[Stored items]

____

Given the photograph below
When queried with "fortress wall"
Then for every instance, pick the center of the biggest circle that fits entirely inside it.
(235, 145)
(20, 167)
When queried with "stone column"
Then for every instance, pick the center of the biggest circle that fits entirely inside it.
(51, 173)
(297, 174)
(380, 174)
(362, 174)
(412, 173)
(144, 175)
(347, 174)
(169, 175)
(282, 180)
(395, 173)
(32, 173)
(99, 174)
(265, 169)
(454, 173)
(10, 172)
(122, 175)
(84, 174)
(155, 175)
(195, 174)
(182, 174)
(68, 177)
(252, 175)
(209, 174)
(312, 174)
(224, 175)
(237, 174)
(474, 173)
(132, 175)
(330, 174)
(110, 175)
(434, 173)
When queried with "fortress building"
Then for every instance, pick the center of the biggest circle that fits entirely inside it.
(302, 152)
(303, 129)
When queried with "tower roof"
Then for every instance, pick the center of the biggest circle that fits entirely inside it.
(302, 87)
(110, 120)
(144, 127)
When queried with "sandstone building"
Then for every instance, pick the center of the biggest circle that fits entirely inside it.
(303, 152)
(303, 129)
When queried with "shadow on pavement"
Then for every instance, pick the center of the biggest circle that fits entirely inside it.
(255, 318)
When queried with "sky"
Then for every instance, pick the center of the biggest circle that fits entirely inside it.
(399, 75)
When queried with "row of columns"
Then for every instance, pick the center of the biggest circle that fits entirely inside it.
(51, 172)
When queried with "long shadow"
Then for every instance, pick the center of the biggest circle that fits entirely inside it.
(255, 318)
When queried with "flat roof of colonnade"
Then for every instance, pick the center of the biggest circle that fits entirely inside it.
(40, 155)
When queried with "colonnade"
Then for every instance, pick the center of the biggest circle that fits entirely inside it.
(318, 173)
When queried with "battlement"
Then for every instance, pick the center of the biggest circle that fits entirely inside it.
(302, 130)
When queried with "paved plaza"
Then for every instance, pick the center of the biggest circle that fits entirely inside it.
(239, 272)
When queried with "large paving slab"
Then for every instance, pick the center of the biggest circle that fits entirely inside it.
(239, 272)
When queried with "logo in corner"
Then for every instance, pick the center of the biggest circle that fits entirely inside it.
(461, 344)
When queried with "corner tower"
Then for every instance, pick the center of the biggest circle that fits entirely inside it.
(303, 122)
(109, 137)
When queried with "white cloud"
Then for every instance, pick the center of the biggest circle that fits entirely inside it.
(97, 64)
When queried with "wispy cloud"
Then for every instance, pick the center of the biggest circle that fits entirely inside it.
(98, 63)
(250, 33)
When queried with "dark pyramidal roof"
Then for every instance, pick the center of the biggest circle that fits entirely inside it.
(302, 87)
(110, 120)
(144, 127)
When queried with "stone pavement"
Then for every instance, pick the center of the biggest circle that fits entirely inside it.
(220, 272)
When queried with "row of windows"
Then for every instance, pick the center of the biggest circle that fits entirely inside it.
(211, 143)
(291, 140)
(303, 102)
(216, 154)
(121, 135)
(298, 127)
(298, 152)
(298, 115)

____

Go through the records above and set each one down exactly, please.

Given the photograph below
When queried with "fortress wall"
Then for every instance, pick the center of the biggest circle that fits entirely inside it.
(235, 145)
(20, 167)
When queried with "stone column"
Then for every instance, pick the center of the biggest circle that fits entirely inside it.
(51, 173)
(297, 174)
(380, 174)
(362, 174)
(412, 173)
(144, 175)
(347, 174)
(169, 175)
(282, 180)
(395, 173)
(32, 173)
(99, 174)
(265, 169)
(454, 173)
(10, 172)
(122, 175)
(84, 174)
(155, 175)
(195, 174)
(182, 174)
(68, 177)
(252, 175)
(209, 174)
(312, 174)
(224, 175)
(237, 174)
(474, 173)
(132, 175)
(330, 174)
(110, 175)
(434, 173)
When queried with "fortress building"
Then for every instance, pick the center of the biggest circle that fits entirely inside it.
(302, 152)
(303, 129)
When queried with "tower roof"
Then for every instance, pick the center of the biggest circle that fits entirely inside it.
(302, 87)
(110, 120)
(144, 127)
When queried with "sandstone building"
Then for every instance, pick the center of the biggest circle that fits entirely inside it.
(303, 152)
(303, 129)
When queried with "shadow on pavement"
Then for every instance, pick the center of the biggest circle that fits entirely inside it.
(255, 318)
When queried with "sky"
Then for every instance, pick the center of the biggest circle that fits entirely inside it.
(399, 75)
When queried with "row of columns"
Then for every instance, pick the center of the biggest circle that fits entirely inside it.
(51, 172)
When queried with "long shadow"
Then for every instance, pick the center of the biggest circle that fits entirely inside it.
(255, 318)
When queried with "flat roof of colonnade"
Then for every instance, pick the center of the biggest circle that fits entirely inside it.
(40, 155)
When queried with "colonnade"
Then for every instance, pick the center of the biggest circle that fits entirely inside it.
(318, 173)
When queried with "battlement"
Then for every instance, pick the center of the biggest circle that fits entirely inside it.
(302, 130)
When queried with "paved plaza"
Then for every instance, pick the center of the biggest circle that fits entirely inside it.
(239, 272)
When queried with "large paving slab"
Then for every instance, pick the center of the biggest circle that fits entirely inside it.
(239, 272)
When queried with "logo in corner"
Then for every instance, pick the center of the biggest circle that fits entirely inside it.
(461, 344)
When queried with "corner tower"
Then for every instance, pick the center of the biggest circle that fits entirely inside it.
(303, 122)
(109, 137)
When queried with "white cloud"
Then for every instance, pick the center of the biggest circle that fits entirely inside it.
(97, 64)
When queried with "wispy cloud"
Then for every instance, pick the center of the biggest circle that fits entirely inside it.
(98, 63)
(250, 33)
When queried with "dark pyramidal roof"
Then for every instance, pick the center of the biggest circle that fits entirely inside it.
(302, 87)
(110, 120)
(144, 127)
When queried with "stone pavement"
Then for every instance, pick the center of the biggest circle that fits entirely inside it.
(220, 272)
When queried with "row of windows"
Then for every instance, pick the center of the biggest circle that fits entirely inside it.
(211, 143)
(291, 140)
(303, 102)
(216, 154)
(121, 135)
(298, 127)
(298, 152)
(298, 115)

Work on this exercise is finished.